:: Objective ::
Please rewrite the material between the line holding "Plain rules. Mark every instance of the black office" and the end, inclusive, changing "wristwatch" to "watch" and leaving everything else the same.

:: Record list ::

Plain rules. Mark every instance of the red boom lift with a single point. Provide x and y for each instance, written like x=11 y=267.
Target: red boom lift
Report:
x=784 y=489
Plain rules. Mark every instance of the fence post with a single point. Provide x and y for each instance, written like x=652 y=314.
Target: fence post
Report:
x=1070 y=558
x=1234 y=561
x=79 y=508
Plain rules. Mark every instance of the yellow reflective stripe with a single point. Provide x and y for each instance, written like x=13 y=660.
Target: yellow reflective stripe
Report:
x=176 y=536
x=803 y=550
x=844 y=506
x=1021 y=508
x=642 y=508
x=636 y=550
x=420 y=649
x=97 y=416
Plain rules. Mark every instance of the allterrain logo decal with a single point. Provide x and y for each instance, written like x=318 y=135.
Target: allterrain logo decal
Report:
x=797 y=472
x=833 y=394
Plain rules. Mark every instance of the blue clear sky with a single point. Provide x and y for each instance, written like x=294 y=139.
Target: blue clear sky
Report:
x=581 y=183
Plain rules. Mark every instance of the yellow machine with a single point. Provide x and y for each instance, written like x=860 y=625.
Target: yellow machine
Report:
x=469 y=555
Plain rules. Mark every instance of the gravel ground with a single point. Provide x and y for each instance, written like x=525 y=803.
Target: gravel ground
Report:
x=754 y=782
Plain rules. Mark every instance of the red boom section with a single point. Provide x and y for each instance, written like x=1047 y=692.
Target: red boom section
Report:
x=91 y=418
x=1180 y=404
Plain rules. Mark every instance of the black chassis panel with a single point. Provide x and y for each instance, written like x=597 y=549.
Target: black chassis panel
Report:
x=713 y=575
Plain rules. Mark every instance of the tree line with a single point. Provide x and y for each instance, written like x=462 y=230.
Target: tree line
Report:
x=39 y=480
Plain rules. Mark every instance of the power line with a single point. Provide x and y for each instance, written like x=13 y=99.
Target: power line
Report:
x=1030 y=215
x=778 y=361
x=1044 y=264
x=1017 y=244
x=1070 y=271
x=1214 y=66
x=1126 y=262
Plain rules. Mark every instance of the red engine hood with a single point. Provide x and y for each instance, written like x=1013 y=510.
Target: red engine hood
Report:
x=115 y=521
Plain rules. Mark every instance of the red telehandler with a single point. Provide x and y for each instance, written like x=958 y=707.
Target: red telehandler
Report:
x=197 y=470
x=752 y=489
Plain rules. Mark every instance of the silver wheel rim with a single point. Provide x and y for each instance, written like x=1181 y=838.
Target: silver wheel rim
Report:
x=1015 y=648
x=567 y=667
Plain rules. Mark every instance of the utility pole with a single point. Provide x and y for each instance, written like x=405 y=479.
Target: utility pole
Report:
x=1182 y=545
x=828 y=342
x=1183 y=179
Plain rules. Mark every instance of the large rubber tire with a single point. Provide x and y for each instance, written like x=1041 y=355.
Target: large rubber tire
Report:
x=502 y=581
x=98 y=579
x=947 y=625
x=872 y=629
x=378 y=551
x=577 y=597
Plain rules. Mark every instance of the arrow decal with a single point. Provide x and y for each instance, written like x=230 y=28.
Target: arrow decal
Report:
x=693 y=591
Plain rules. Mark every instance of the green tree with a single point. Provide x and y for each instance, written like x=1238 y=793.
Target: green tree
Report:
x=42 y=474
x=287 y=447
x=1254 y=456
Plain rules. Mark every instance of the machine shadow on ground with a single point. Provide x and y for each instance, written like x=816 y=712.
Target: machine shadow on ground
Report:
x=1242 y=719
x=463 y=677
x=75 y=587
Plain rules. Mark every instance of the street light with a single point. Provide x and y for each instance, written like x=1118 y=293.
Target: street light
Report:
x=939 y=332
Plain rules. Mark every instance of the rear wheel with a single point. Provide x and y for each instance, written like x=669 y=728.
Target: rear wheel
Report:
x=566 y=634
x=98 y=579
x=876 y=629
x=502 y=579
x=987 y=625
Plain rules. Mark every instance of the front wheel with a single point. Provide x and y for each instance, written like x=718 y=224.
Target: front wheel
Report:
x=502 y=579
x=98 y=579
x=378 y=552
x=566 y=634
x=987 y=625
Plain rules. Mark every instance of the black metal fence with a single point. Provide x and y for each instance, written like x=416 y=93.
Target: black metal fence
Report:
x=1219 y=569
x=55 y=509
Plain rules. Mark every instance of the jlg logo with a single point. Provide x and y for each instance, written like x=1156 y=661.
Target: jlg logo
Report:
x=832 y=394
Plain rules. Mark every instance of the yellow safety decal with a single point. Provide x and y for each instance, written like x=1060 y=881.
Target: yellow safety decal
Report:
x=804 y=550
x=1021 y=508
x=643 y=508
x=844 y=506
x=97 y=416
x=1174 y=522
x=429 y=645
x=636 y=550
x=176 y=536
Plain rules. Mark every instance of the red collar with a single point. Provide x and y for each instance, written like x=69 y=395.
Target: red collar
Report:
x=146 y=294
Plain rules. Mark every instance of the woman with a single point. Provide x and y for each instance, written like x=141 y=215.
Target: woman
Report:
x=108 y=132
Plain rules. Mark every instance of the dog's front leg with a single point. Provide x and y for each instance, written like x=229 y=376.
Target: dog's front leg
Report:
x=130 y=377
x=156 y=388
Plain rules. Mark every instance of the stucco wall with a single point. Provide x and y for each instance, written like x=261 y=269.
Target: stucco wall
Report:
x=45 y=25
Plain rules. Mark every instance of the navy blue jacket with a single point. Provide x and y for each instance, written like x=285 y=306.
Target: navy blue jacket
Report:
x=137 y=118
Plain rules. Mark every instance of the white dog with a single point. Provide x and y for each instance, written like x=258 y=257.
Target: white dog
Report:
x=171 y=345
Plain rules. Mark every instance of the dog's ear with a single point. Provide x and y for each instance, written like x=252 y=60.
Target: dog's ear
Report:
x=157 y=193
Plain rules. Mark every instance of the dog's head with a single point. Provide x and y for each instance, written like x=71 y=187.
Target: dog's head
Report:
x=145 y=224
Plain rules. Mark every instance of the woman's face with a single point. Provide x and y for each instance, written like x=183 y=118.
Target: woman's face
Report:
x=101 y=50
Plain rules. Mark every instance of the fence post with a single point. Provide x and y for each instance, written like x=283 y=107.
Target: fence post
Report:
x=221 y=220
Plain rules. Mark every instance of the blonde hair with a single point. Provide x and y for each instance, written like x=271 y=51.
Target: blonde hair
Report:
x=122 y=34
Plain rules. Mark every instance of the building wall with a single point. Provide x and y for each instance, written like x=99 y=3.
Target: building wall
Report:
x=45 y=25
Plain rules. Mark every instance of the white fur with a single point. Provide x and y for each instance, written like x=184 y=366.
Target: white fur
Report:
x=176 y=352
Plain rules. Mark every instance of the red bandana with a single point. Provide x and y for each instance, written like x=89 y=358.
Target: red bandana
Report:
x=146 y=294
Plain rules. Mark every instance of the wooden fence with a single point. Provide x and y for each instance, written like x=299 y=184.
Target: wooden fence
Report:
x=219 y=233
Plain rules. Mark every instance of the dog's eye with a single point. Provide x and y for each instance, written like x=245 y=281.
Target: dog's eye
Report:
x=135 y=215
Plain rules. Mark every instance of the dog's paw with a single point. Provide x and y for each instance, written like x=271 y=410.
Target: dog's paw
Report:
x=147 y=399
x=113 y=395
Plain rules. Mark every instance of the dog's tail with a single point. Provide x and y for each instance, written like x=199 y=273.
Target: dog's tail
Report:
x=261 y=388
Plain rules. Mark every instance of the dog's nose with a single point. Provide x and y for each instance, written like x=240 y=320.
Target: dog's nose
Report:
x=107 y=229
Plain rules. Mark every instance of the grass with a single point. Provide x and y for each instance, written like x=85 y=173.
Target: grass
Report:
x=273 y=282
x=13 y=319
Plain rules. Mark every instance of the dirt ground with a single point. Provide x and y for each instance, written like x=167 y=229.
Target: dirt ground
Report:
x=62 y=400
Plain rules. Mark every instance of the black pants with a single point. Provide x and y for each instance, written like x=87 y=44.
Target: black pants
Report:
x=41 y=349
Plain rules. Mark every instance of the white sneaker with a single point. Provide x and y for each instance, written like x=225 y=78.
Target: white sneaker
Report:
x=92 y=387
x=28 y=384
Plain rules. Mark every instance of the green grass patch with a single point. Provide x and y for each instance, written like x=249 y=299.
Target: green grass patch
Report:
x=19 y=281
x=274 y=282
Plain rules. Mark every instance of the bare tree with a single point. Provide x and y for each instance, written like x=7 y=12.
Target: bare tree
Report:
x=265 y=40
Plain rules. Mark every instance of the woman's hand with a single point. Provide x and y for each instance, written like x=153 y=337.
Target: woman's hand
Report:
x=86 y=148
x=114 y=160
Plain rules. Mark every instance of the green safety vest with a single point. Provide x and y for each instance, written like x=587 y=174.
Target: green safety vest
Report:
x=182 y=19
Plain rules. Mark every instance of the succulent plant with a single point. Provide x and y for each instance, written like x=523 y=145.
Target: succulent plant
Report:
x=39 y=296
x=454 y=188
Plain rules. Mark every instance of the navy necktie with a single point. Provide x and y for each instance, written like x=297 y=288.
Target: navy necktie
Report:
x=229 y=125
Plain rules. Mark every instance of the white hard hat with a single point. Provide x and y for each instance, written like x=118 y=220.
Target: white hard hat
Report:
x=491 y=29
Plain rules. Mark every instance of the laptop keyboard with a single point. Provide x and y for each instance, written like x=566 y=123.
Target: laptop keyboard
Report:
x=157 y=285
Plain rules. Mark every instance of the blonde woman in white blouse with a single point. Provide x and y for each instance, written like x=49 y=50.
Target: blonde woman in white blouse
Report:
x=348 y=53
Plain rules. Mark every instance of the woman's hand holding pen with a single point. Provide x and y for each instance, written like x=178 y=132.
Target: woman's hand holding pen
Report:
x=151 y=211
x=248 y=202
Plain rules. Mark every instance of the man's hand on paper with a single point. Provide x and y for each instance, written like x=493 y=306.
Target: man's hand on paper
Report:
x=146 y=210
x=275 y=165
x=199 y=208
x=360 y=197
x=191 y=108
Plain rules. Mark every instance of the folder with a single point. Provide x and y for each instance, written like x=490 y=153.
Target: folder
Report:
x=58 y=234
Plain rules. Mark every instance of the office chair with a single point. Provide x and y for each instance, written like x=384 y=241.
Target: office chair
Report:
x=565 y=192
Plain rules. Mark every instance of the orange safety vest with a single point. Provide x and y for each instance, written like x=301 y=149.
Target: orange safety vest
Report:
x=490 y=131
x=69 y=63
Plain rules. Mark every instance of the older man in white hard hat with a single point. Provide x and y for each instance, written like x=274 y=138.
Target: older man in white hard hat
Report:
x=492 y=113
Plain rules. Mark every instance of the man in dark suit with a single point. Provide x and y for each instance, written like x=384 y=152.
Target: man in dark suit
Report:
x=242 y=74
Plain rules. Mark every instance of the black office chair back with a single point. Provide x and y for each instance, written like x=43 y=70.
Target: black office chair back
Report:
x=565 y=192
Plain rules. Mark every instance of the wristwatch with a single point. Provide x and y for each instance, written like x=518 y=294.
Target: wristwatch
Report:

:: Written response ::
Plain rules. Mark every instance of the black office chair back with a single point. Provide x and y for each instance, written like x=43 y=70.
Target: black office chair back
Report:
x=565 y=192
Plain rules. Mark every instance of the watch with a single point. Provide x and y for each instance, written like x=518 y=294.
Target: watch
Report:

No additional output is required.